Point localization data

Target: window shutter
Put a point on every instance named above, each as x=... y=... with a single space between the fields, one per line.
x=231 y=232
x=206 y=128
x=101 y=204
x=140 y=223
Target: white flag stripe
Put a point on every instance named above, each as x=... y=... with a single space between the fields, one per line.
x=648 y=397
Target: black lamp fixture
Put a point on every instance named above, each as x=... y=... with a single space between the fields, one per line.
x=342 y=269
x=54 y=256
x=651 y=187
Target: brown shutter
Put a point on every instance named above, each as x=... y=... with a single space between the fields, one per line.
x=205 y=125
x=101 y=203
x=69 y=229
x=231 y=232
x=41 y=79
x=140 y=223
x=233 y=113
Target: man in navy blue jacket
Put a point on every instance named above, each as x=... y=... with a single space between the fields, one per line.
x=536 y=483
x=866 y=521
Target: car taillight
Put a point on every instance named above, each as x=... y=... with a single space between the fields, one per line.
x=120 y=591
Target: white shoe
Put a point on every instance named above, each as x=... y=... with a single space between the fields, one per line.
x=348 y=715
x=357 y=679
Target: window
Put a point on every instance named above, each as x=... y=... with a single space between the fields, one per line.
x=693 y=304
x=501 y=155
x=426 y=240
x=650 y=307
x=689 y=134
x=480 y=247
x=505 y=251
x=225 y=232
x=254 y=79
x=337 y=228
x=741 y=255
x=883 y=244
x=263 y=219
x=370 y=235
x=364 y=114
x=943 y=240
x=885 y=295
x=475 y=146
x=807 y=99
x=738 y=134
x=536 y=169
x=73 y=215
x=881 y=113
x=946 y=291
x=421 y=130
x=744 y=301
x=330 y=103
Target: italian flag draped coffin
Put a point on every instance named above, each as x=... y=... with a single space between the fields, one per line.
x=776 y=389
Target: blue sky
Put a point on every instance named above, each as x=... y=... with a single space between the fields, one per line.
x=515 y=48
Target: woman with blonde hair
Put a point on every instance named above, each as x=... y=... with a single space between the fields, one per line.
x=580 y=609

__The task__.
Only lines with the word "Target" are wanted, so copy each one from the records.

__Task result__.
Target: window shutter
Target: white flag stripe
Target: black lamp fixture
Target: brown shutter
Target: man in navy blue jacket
Target: car taillight
Target: white shoe
Target: window
Target: italian flag draped coffin
Target: blue sky
Target: woman with blonde hair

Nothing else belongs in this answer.